INSTRUCTIONS TO FOLLOW
From the entries that follow, extract each line holding the string "example".

○ ○ ○

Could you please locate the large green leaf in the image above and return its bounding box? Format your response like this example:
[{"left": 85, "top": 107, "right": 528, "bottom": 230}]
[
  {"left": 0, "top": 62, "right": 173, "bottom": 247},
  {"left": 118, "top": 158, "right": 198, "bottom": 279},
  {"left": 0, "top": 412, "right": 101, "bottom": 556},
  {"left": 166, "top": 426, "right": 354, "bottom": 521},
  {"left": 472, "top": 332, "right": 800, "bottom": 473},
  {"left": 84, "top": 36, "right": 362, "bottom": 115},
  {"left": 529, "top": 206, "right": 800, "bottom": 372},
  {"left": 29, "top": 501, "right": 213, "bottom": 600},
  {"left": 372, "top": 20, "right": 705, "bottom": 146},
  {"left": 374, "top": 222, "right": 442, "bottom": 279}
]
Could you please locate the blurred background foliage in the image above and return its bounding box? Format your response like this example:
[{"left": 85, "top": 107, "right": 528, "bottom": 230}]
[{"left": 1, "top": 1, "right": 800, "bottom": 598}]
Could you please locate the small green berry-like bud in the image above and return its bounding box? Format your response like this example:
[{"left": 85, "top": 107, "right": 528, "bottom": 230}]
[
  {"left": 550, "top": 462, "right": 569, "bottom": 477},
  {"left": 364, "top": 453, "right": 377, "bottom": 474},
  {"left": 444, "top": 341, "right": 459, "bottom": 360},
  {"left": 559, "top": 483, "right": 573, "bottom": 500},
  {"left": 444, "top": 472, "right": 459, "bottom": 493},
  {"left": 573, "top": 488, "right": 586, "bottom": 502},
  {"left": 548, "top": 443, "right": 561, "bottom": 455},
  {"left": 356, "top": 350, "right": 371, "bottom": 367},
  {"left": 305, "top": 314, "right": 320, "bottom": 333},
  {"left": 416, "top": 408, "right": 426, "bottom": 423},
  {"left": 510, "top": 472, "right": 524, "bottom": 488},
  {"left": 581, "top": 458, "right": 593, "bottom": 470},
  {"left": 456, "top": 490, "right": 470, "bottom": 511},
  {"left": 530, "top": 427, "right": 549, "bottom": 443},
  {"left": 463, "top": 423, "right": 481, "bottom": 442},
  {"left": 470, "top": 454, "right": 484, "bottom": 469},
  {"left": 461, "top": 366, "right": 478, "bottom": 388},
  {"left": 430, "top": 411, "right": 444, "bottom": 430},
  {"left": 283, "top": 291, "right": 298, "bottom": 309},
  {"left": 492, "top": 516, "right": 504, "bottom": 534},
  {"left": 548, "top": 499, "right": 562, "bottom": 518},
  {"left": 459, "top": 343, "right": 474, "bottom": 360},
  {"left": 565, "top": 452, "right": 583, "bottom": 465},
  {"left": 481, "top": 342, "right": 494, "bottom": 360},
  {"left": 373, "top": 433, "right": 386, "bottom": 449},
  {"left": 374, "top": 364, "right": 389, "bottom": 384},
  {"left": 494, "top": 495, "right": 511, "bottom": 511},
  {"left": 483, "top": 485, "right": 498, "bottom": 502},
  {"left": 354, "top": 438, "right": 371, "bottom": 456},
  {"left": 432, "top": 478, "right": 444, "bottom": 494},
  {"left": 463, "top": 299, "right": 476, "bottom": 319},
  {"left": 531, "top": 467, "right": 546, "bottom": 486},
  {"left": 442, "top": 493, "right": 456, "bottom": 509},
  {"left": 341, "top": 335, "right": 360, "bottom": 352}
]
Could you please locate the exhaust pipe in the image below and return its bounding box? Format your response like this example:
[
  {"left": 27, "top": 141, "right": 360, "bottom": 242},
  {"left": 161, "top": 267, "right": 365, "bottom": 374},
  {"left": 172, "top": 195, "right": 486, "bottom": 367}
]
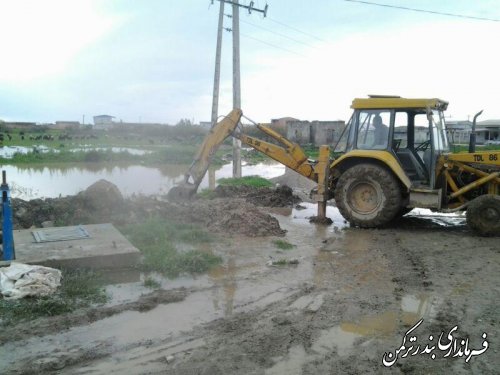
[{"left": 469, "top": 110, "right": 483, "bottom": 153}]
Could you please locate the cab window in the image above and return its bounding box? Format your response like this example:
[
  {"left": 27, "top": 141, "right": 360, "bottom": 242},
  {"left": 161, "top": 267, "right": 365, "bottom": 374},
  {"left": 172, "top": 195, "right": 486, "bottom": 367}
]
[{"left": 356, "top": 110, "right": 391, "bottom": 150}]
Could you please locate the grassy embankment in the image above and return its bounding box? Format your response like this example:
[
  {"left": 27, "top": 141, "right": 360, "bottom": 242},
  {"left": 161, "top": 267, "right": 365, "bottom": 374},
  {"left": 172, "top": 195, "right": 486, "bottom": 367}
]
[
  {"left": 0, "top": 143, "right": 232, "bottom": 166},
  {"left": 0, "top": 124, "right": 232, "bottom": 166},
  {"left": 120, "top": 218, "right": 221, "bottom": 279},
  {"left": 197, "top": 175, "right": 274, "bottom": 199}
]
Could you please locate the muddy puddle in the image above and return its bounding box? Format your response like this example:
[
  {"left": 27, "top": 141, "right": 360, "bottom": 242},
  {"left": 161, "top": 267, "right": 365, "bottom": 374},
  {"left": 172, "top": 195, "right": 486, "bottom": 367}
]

○ ○ ○

ANSWER TO THE EXERCISE
Could you please locate the large green leaf in the image above and return its bounding box? Format your response like this example:
Could you please locate the blurred background foliage in the image above and return its bounding box? Format your response like this example:
Could you please locate the small green berry-like bud in the image above and return its bounding box? Format your response like this example:
Could you please locate the exhaust pipe in the image below and return its bounding box? Format your response like this example:
Could you please locate the cab window in the image above and return its bounding box? Format your response like this example:
Could you please locate the grassy embankment in the image above and return its bounding box? Format your response like this example:
Could you please locate the muddy puddle in the image above and return its bounding box? Format your response like this example:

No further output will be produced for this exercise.